Passage –
“It’s a lot like on Saturday Night Live when Stefan described his favorite clubs because it has everything. It has a killer dress, it has a super weird mannequin, there’s retail workers that speak in riddles, there’s Gwendoline Christie as the dominatrix.” This was Chandler Ferrebee, assistant programmer and communications manager of the Virginia Film Festival, in her amazingly accurate introduction to the Friday showing of “In Fabric,” written and directed by Peter Strickland. However, despite the hilarious veracity of this preface, there is not a comparison in the world that could have prepared the audience for what they were about to watch.
Categorized under the seemingly impossible genre of “satirical horror,” the film was mysterious from the get-go, and even after the first 40 minutes of the two-hour-long show, it was evident that things wouldn’t be getting any clearer. The film was confusing and creepy, and evoked uncomfortable laughter at every turn. Sometimes this was a result of witty writing, but mostly, it was because the audience didn’t know what else to do.
In an attempt to uncover a larger message, a case could be made that “In Fabric” is a critique of consumer culture, and during the first half of the film, this analysis seems plausible. Sheila Woodchapel, one of the main protagonists played by Marianne Jean-Baptiste, is a recent divorcee who is at odds with her son and his intimidatingly rude girlfriend, Gwen, played by Gwendoline Christie from “Game of Thrones.” In addition, the frequent and baseless scrutiny she faces at work leaves her longing for self-confidence and security. This craving is temporarily satiated with the purchase of a new dress. The stunning red silk number is sold to her by the nightmarishly creepy Miss Luckmore, who showers Woodchapel with cryptic compliments and encourages her to be confident in her purchase.
In between scenes, vintage stills of models showcasing 1950s level perfection flash alongside newspaper singles’ ads and disorienting rotating mannequin heads. The enviable flawless legs, tiny waists and perfectly manicured red nails that are featured further expose society’s flawed equation of beauty and fashion with confidence and success. These scenes alone are evidence of the toxicity of current and historic consumerism. However, in combination with the rest of the film, it is hard to view this message clearly.

Problems to solve –
1. Quote the film review word for word, beginning at the words "In between scenes, vintage" and ending after the words "this message clearly.".
2. Name every character from "In Fabric" who is identified by name in the film review.
3. Proceed with the "In Fabric" film review from its final sentence.

Information –
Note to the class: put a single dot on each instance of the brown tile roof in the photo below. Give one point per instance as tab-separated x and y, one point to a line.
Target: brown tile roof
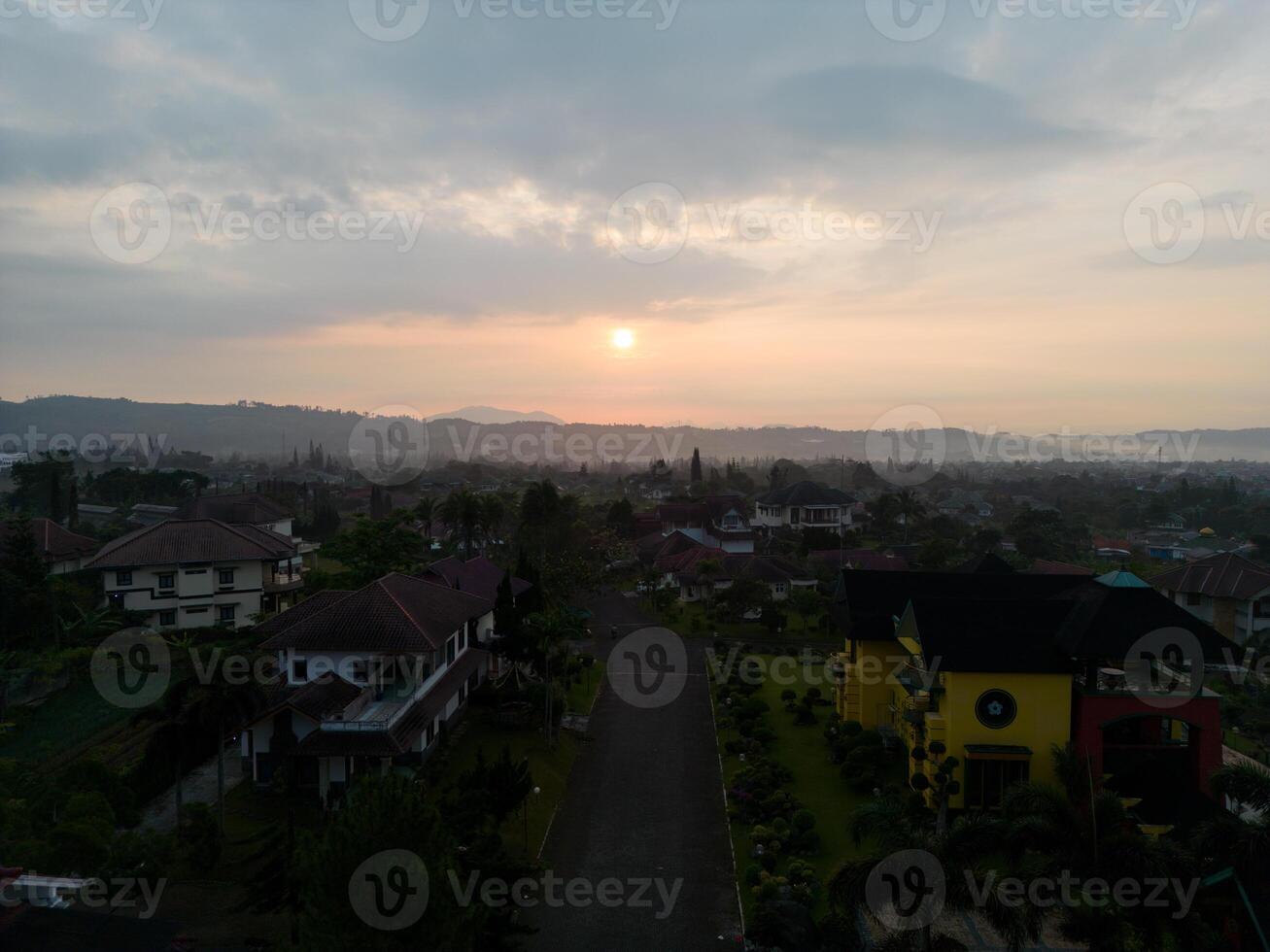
399	739
319	698
53	541
301	609
185	541
860	559
235	508
394	613
1225	575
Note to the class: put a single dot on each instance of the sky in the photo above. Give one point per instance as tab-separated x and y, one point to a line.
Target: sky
1025	215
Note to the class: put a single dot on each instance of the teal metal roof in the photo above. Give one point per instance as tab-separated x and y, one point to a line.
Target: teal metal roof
1121	579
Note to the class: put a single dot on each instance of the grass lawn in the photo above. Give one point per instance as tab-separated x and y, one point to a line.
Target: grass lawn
526	831
60	723
681	616
815	785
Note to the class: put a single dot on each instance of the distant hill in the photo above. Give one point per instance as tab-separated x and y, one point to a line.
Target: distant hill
492	415
272	431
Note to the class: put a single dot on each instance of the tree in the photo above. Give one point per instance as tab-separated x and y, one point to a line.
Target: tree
898	822
380	814
807	602
369	550
425	512
463	512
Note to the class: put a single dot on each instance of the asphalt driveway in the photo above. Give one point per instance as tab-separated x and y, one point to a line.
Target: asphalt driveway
644	802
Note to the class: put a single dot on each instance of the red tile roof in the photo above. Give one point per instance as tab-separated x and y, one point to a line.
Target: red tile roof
185	541
1224	575
394	613
53	541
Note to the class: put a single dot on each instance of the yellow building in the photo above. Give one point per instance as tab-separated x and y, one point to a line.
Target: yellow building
995	669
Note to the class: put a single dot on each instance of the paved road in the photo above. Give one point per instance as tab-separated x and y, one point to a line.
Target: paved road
197	787
644	801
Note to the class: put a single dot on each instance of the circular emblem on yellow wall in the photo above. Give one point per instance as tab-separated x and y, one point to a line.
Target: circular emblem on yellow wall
996	708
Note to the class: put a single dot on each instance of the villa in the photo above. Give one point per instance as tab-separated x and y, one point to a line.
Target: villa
996	667
368	679
198	572
804	505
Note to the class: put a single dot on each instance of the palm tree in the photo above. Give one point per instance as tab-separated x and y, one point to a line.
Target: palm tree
708	570
549	629
897	822
909	507
425	510
462	512
492	514
1072	828
222	706
1240	839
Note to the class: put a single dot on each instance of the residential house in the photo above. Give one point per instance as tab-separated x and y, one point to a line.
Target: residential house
197	572
148	514
476	575
997	667
1227	591
61	550
686	570
718	522
804	505
368	679
872	559
960	503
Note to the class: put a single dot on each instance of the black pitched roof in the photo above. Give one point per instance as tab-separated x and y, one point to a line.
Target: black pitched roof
807	493
234	508
187	541
995	636
394	613
868	602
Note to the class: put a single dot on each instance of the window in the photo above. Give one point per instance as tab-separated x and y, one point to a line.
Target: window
985	781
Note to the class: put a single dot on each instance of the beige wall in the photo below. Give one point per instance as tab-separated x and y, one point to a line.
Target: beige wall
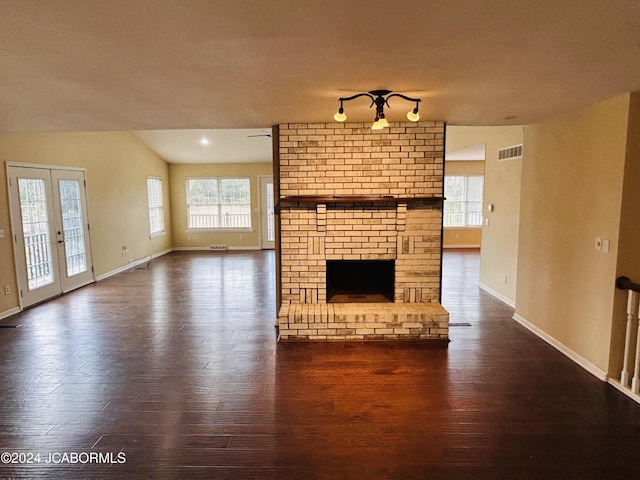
186	240
470	236
571	193
117	166
499	243
628	263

Numbered answers –
1.
In between scenes, vintage stills of models showcasing 1950s level perfection flash alongside newspaper singles’ ads and disorienting rotating mannequin heads. The enviable flawless legs, tiny waists and perfectly manicured red nails that are featured further expose society’s flawed equation of beauty and fashion with confidence and success. These scenes alone are evidence of the toxicity of current and historic consumerism. However, in combination with the rest of the film, it is hard to view this message clearly.

2.
Sheila Woodchapel
Gwen
Miss Luckmore

3.
One diverting theme was the overt sexual nature of the film. One painfully unforgettable scene involving a mannequin, a sponge, Miss Luckmore and an eager onlooking old man will undoubtedly be burned into the memories of every single audience member for years to come, but this review will spare readers the details. Scenes such as these added interest and dynamism, but the shock value ultimately took away from the presumed message, resulting in the conclusion that “In Fabric” is simply a bizarre story about a possessed red dress, rather than a profound social commentary.
“In Fabric” has to be one of the weirdest films shown this weekend, but it was probably one of the most memorable as well. If watched in a group, it is guaranteed that this movie will leave viewers with inside jokes to last them a lifetime. Additionally, “In Fabric” was — thankfully — very timely. Accompanied by a “Stranger Things”-esque soundtrack, the disturbing film was an interesting way to kick off Halloween festivities.
In case this review has failed to capture the essence of “In Fabric,” one last comparison can be made. “In Fabric” is like Lady Gaga’s “Bad Romance” music video. It’s weird, it’s provocative, it’s violent, it’s sexual and it doesn’t really make any sense. But at the end of the day, viewers can appreciate the production and the drama and recognize it as iconic.